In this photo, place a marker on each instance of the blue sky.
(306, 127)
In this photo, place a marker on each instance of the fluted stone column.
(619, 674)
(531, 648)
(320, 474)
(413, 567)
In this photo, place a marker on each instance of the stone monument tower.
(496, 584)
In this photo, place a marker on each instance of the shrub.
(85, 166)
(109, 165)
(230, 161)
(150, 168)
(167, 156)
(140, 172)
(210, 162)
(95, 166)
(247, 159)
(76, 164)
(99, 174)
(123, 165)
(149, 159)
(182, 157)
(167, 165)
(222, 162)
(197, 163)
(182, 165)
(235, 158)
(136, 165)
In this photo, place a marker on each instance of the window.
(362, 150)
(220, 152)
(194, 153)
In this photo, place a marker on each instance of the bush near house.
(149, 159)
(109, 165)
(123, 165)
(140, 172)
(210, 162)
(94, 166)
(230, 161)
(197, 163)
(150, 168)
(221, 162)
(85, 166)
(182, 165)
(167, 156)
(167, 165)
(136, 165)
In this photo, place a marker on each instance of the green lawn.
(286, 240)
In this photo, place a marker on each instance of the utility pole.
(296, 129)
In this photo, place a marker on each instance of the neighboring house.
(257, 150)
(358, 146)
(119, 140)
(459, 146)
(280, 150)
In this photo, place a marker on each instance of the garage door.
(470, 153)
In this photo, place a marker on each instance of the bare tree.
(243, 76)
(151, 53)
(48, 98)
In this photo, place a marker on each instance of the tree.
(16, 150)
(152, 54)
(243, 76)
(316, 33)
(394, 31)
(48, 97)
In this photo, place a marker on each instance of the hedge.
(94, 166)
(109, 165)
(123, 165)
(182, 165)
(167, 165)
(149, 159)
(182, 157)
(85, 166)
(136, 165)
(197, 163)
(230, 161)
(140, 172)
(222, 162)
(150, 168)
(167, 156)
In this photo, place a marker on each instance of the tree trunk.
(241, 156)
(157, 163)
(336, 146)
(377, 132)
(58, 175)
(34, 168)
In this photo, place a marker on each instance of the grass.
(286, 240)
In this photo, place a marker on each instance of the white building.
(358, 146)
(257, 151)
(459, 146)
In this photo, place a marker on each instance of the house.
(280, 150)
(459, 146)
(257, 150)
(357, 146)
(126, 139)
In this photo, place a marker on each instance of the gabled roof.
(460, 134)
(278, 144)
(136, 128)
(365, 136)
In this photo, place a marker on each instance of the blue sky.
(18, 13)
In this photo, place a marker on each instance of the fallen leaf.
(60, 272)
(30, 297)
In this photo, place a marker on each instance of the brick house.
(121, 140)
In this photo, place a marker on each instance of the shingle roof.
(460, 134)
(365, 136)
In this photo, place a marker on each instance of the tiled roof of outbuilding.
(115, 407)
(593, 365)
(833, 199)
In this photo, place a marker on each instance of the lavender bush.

--------------------------------------------------

- [Objective]: Reproduce the lines above without any change, starting with the line that contains "the brick house." and continuing through the final line, with both of those lines included.

- [Exercise result]:
In this photo, place a marker on each instance of the brick house.
(121, 140)
In this photo, place a marker on each instance of the shingle roof.
(460, 134)
(365, 136)
In this photo, place a marker on each instance of the tiled roof of outbuilding.
(115, 407)
(593, 365)
(833, 199)
In this photo, place a marker on each instance of the lavender bush.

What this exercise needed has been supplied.